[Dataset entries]
|---|

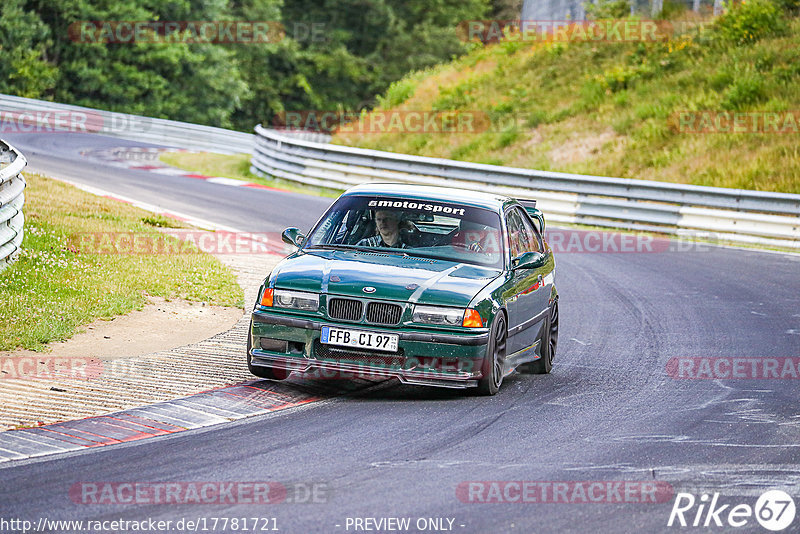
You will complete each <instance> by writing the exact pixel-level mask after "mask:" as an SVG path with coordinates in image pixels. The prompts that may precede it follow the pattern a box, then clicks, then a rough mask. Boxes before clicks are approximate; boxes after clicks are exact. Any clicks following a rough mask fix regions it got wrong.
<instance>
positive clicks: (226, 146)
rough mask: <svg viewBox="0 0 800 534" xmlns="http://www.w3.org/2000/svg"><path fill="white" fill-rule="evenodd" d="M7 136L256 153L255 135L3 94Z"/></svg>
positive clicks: (231, 152)
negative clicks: (100, 137) (253, 143)
mask: <svg viewBox="0 0 800 534" xmlns="http://www.w3.org/2000/svg"><path fill="white" fill-rule="evenodd" d="M0 124H2V126H3V131H5V132H9V131H10V132H15V133H16V132H20V133H28V132H42V131H69V132H80V133H83V132H86V133H97V134H102V135H108V136H111V137H119V138H121V139H129V140H131V141H142V142H147V143H152V144H156V145H165V146H173V147H176V148H184V149H187V150H202V151H208V152H220V153H223V154H235V153H240V152H243V153H246V154H251V153H252V151H253V141H254V137H255V136H253V134H248V133H243V132H237V131H234V130H226V129H224V128H214V127H212V126H201V125H198V124H190V123H187V122H178V121H170V120H165V119H153V118H150V117H142V116H140V115H129V114H126V113H114V112H111V111H102V110H97V109H91V108H84V107H80V106H71V105H68V104H57V103H55V102H47V101H44V100H33V99H30V98H21V97H18V96H10V95H3V94H0Z"/></svg>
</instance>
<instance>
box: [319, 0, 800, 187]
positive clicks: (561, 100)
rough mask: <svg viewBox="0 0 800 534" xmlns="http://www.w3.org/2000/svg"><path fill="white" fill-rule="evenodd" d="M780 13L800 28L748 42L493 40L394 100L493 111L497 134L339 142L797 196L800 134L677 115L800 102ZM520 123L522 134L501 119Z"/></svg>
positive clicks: (691, 33) (709, 37) (797, 40)
mask: <svg viewBox="0 0 800 534" xmlns="http://www.w3.org/2000/svg"><path fill="white" fill-rule="evenodd" d="M749 1H751V0H748V2H749ZM782 16H783V17H784V18H785V20H786V23H787V24H788V25H789V27H790V31H788V32H785V33H782V32H778V33H776V34H775V35H766V36H764V37H761V38H760V39H759V40H758V41H755V42H752V43H751V44H748V46H740V45H739V43H738V42H736V41H733V42H732V41H728V40H723V39H721V38H720V37H719V35H718V34H717V33H716V32H717V30H715V29H713V28H712V27H710V26H706V27H704V28H696V29H692V28H687V31H685V32H681V33H680V34H679V35H676V36H673V37H672V38H671V39H668V40H665V41H661V42H631V43H595V42H587V43H577V42H575V43H569V44H567V45H564V44H561V43H556V44H549V43H544V44H534V45H531V46H528V47H526V48H523V49H521V50H519V51H517V52H515V53H513V54H508V53H506V50H505V49H504V47H503V46H502V44H495V45H488V46H485V47H483V48H481V49H477V50H475V51H474V52H472V53H471V54H470V55H469V56H466V57H464V58H463V59H460V60H457V61H454V62H452V63H451V64H450V65H445V66H441V67H437V68H436V69H432V70H431V72H430V74H428V75H426V76H425V77H417V76H414V77H413V78H409V79H413V82H414V86H415V87H418V89H417V90H416V91H414V93H413V94H411V96H410V97H409V98H408V99H407V100H405V101H403V102H399V103H398V104H397V107H401V108H409V109H418V110H426V109H435V110H447V111H453V112H456V113H457V112H462V111H482V112H485V113H487V114H488V115H489V116H490V117H491V118H492V120H493V126H494V127H493V128H492V129H491V130H490V131H485V132H482V133H480V134H466V135H441V134H438V133H437V134H428V133H416V134H408V133H402V132H400V133H387V134H380V135H377V134H370V133H362V134H341V135H340V136H337V137H336V138H335V140H334V141H335V142H337V143H342V144H348V145H353V146H359V147H363V148H374V149H378V150H389V151H392V152H401V153H411V154H418V155H422V156H431V157H445V158H454V159H460V160H467V161H473V162H491V163H496V164H503V165H510V166H514V167H521V168H531V169H542V170H553V171H560V172H571V173H578V174H593V175H601V176H620V177H626V178H637V179H651V180H659V181H669V182H681V183H694V184H698V185H709V186H721V187H745V188H751V189H758V190H764V191H784V192H792V193H800V153H799V152H798V143H797V140H796V135H783V134H781V135H774V134H768V133H752V134H747V135H730V134H726V133H716V134H715V133H706V134H697V133H693V132H687V131H686V130H685V129H683V130H682V129H681V126H680V124H679V120H678V117H680V116H681V113H686V112H690V114H692V115H693V116H695V117H699V116H701V115H702V114H704V113H708V114H711V116H714V115H715V114H717V115H719V114H723V115H722V116H724V113H725V112H728V113H730V112H731V111H735V112H745V113H749V112H791V110H796V109H799V108H800V19H797V18H791V17H786V16H785V15H782ZM555 50H558V53H556V52H555ZM393 93H394V95H393V96H396V97H397V96H399V94H400V92H399V91H397V92H394V91H393ZM393 100H395V99H393ZM756 116H757V114H756ZM795 116H796V115H794V114H793V115H791V117H792V118H793V117H795ZM782 117H783V115H782ZM509 118H512V119H514V122H515V123H516V128H514V127H513V126H510V125H509V126H508V127H504V126H505V125H507V124H509V121H508V120H507V119H509ZM781 120H783V119H781ZM786 120H787V121H788V119H786ZM792 124H796V121H792Z"/></svg>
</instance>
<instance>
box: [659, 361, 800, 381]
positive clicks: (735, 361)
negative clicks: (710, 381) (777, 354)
mask: <svg viewBox="0 0 800 534" xmlns="http://www.w3.org/2000/svg"><path fill="white" fill-rule="evenodd" d="M666 371H667V375H669V376H670V377H672V378H675V379H678V380H731V379H733V380H748V379H750V380H752V379H755V380H768V379H769V380H797V379H798V378H800V358H793V357H781V358H747V357H678V358H670V360H669V361H668V362H667V366H666Z"/></svg>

|---|

◆ **Your assignment**
Reproduce the stretch from the first of these lines through the line that contains "positive clicks: (231, 152)", both ends included, and leave the pictures out.

◆ **Your response**
You will complete each <instance> by writing the exact pixel-level mask after "mask:" as an SVG path with coordinates in image pixels. The prompts that may precede it follow the pattern a box, then clicks, then a rough mask. Boxes before clicks are approximate; boxes after clicks are exact. Any clicks following a rough mask fix regions it got wrong.
<instance>
positive clicks: (226, 146)
rough mask: <svg viewBox="0 0 800 534" xmlns="http://www.w3.org/2000/svg"><path fill="white" fill-rule="evenodd" d="M7 136L256 153L255 135L3 94Z"/></svg>
positive clicks: (231, 152)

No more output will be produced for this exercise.